Records from a point labeling set:
□ □ □ □ □ □ □

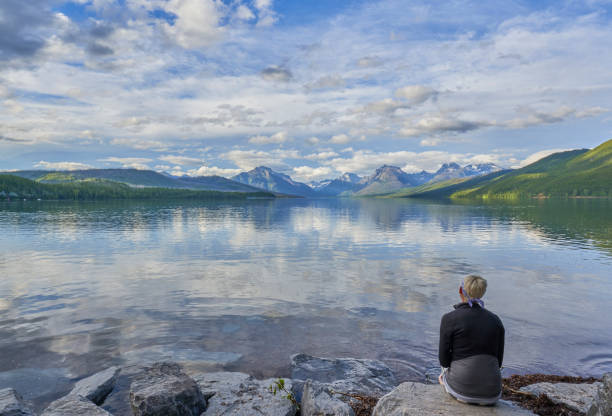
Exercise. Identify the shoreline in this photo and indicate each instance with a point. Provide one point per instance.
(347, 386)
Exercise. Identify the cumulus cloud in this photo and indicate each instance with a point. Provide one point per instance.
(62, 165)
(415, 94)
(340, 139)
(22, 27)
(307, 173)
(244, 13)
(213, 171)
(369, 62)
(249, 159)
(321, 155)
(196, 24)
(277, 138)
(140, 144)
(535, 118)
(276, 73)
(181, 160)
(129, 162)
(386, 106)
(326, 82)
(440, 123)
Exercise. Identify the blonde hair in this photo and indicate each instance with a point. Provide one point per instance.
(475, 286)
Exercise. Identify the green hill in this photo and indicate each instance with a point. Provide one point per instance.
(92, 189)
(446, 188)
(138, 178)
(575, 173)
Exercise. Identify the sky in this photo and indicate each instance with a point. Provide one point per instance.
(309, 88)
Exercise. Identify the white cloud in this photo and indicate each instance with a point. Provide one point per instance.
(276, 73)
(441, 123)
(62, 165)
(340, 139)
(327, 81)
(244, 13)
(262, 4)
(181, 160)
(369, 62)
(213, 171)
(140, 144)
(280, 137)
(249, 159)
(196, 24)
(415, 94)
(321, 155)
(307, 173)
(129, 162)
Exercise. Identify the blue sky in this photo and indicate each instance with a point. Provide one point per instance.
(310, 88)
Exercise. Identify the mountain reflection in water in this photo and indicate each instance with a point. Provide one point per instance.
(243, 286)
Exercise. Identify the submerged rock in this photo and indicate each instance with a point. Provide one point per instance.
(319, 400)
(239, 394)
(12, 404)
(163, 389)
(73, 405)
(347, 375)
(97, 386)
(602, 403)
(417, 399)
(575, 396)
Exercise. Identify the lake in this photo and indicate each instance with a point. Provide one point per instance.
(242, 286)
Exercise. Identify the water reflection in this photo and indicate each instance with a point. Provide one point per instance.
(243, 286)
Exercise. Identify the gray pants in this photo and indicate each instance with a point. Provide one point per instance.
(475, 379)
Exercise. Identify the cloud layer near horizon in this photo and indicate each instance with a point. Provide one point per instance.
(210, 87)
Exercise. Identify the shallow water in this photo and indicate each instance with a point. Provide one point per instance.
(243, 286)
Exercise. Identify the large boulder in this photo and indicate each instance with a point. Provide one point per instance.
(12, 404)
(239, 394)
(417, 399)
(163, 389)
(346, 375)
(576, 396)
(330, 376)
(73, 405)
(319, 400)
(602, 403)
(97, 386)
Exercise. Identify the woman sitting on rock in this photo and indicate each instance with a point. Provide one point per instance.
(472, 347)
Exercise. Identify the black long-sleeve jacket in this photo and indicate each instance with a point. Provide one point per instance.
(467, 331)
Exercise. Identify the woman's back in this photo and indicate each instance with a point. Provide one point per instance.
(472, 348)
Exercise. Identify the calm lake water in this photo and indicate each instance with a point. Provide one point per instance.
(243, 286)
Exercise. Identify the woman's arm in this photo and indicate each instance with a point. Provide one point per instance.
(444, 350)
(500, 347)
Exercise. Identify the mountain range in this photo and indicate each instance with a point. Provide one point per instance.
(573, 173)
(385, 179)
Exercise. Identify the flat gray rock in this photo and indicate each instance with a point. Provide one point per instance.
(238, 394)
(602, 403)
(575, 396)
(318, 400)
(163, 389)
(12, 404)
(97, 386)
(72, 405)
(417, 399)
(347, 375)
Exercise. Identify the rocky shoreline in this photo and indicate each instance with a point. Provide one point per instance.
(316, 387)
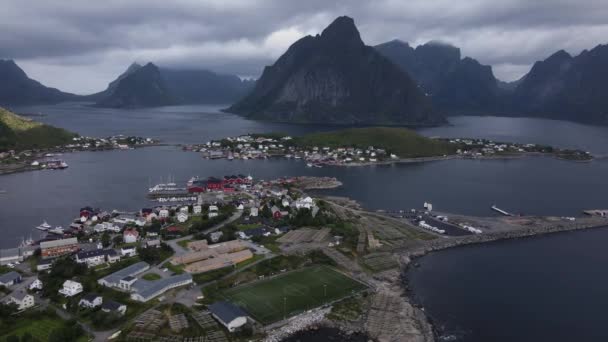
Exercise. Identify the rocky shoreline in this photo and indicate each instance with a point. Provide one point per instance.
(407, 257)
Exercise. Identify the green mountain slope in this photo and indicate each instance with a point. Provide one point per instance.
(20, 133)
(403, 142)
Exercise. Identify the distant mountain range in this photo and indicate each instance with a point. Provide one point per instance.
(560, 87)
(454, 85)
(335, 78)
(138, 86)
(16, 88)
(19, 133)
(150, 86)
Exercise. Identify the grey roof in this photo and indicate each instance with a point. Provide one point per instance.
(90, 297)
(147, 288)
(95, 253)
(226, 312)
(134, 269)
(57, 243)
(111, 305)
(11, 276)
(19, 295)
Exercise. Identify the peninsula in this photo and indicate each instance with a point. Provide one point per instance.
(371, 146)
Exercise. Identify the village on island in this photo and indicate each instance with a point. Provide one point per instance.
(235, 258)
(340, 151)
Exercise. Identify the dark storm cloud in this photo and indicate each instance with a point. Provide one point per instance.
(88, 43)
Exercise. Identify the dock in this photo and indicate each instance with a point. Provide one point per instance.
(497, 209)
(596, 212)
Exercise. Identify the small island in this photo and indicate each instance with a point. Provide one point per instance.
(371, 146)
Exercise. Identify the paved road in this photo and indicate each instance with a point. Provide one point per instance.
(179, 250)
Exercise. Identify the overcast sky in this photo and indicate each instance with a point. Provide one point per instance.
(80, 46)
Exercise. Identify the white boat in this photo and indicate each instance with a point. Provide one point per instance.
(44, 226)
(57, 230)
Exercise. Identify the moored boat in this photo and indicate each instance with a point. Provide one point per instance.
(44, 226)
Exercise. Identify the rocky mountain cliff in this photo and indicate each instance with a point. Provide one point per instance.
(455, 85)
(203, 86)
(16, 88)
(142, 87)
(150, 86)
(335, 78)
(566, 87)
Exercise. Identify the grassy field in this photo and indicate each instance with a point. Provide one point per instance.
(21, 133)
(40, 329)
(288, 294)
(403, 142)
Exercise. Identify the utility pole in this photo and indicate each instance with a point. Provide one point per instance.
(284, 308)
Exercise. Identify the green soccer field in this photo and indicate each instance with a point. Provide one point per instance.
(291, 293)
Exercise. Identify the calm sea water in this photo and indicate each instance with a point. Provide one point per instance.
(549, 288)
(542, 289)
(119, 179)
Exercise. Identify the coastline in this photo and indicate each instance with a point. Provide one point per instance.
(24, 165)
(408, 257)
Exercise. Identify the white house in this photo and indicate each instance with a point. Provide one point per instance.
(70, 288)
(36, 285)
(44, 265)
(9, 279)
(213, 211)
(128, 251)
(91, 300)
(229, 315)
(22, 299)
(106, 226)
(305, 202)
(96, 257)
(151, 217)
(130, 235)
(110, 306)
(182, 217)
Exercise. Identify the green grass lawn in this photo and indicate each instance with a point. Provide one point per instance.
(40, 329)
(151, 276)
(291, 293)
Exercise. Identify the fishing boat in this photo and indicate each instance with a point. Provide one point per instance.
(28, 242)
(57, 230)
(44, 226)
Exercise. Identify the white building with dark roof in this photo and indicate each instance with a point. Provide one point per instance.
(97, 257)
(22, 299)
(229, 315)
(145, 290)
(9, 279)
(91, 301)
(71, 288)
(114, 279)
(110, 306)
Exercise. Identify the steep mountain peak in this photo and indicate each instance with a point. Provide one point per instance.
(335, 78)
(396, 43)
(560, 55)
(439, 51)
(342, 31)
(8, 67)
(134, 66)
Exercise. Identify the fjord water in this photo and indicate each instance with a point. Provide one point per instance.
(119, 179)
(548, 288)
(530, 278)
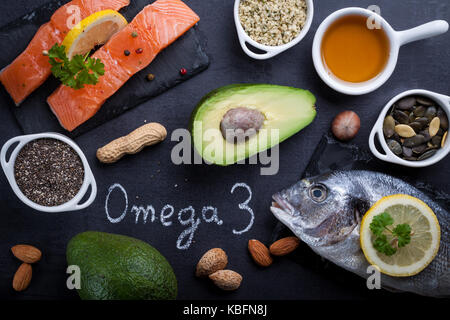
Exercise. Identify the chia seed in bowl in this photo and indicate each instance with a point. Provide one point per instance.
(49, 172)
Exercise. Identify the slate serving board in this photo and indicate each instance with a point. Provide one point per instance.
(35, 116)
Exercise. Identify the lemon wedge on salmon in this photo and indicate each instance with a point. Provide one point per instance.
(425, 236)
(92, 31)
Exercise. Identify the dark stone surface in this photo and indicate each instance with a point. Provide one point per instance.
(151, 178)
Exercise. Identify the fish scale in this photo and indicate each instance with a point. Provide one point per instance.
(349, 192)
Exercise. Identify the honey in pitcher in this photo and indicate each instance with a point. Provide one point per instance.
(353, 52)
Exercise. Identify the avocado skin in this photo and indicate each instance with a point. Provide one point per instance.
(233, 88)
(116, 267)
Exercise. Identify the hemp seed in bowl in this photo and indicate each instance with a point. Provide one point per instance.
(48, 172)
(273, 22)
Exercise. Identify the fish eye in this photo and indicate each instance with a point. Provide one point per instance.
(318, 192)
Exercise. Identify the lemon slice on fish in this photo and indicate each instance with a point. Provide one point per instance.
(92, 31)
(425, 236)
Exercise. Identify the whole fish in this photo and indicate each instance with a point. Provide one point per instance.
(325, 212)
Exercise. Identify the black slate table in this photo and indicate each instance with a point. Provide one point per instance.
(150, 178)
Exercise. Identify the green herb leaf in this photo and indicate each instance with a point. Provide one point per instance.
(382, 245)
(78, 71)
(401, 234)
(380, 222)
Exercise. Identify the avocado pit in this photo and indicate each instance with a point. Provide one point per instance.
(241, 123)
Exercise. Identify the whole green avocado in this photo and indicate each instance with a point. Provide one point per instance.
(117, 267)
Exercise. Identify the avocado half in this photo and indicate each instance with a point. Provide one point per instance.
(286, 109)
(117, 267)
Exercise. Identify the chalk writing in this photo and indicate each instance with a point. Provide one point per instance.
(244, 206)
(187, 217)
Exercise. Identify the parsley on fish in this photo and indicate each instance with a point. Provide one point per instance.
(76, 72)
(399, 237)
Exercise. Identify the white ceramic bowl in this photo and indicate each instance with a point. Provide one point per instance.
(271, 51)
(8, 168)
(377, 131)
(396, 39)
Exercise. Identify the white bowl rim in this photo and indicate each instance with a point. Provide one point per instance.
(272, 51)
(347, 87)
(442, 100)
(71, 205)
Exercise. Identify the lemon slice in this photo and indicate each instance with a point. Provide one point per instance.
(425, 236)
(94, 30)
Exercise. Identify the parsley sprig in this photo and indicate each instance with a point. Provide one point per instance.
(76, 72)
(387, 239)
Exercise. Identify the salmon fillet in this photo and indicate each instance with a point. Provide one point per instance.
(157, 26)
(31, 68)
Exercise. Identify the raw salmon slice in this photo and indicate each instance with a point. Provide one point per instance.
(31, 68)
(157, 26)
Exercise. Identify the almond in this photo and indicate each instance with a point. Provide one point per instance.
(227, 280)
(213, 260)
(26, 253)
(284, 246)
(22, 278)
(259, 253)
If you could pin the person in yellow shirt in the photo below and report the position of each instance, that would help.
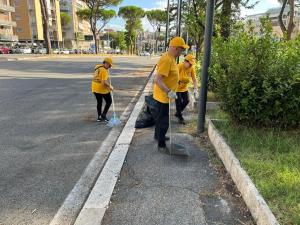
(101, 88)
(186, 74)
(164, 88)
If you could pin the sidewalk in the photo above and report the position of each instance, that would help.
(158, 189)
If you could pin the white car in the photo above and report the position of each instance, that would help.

□ □ □ □ □ □ □

Reproduce the material above exactly, but only from the line with "Exercise. Identify the almond" through its last line, leaving pictures out.

Exercise. Identify the almond in this photo and indicate each instance with a point. Provide one point per instance.
(227, 280)
(213, 260)
(26, 253)
(284, 246)
(22, 278)
(259, 253)
If you could pin the person in yellow shirt in the photo below and report the position of each instance, that would help.
(101, 88)
(186, 74)
(164, 88)
If you could pin the sidewalk in the photo above and report the position of each instance, that would help.
(158, 189)
If you could pin the white car in the photo above and report the position of each instance, that would help.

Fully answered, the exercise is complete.